Record list:
[Start]

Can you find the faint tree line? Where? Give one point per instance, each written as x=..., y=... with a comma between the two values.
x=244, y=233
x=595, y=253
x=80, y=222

[End]
[Start]

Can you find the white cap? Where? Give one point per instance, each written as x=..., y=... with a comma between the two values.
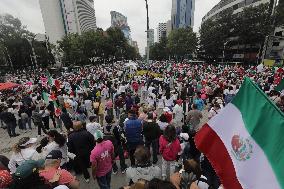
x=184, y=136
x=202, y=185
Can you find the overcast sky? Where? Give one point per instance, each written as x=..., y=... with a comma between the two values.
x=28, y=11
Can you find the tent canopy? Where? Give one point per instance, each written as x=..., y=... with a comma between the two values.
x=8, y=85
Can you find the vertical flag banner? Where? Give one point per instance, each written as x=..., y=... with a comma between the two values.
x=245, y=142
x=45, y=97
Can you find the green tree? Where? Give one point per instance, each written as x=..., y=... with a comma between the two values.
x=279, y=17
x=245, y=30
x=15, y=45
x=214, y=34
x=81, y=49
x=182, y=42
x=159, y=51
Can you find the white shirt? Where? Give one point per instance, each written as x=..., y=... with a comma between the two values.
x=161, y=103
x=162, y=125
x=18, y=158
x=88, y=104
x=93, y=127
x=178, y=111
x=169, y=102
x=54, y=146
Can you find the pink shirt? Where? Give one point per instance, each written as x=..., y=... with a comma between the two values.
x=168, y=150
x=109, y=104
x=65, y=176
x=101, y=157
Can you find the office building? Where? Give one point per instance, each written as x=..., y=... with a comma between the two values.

[End]
[Start]

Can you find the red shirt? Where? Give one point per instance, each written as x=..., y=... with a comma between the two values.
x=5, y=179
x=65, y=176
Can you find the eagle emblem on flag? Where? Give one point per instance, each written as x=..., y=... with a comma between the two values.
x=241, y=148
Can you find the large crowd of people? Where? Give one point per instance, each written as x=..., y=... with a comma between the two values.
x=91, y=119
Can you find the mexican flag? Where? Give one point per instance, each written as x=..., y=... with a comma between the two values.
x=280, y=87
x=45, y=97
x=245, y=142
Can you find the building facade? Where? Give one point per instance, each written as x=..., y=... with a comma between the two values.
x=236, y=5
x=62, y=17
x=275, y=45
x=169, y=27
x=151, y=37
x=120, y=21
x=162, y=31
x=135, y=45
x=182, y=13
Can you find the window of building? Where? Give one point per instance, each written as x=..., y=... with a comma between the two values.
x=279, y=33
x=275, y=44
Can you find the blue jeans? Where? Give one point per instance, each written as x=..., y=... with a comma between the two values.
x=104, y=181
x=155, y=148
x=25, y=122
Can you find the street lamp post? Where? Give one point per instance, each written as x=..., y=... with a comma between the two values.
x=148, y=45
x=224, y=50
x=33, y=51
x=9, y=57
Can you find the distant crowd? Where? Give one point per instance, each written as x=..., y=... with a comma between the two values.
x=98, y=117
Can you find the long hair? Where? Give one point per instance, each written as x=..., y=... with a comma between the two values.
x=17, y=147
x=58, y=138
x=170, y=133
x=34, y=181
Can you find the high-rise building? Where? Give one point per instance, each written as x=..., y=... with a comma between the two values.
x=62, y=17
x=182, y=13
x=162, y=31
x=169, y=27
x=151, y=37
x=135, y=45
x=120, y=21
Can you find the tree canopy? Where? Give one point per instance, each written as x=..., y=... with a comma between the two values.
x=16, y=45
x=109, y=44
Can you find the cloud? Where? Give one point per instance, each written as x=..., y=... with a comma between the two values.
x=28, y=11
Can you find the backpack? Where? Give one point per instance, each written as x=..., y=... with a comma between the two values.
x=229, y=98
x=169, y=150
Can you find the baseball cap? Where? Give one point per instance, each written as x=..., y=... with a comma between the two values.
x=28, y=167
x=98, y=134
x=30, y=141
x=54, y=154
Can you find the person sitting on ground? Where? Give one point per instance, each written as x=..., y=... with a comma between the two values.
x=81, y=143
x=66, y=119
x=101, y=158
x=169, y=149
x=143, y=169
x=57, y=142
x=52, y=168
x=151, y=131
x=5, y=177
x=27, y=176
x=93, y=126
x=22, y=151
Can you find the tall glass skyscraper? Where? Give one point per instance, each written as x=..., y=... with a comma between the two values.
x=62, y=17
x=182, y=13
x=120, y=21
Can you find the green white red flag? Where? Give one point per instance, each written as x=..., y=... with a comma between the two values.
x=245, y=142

[End]

What is being asked: Please write out the material above verbatim, from the line with "Can you find the red" up to and including the line with "x=91, y=119".

Exercise result:
Can you find the red shirt? Where? Give one point per instance, each written as x=..., y=... with a comma between the two values.
x=5, y=179
x=65, y=176
Can you find the eagle emblem on flag? Where? Give one point per instance, each written as x=..., y=... with a comma between the two values.
x=241, y=148
Can you find the large crowd of people? Where? Give one point per instance, each written as x=..., y=... with a comma between the two values.
x=91, y=119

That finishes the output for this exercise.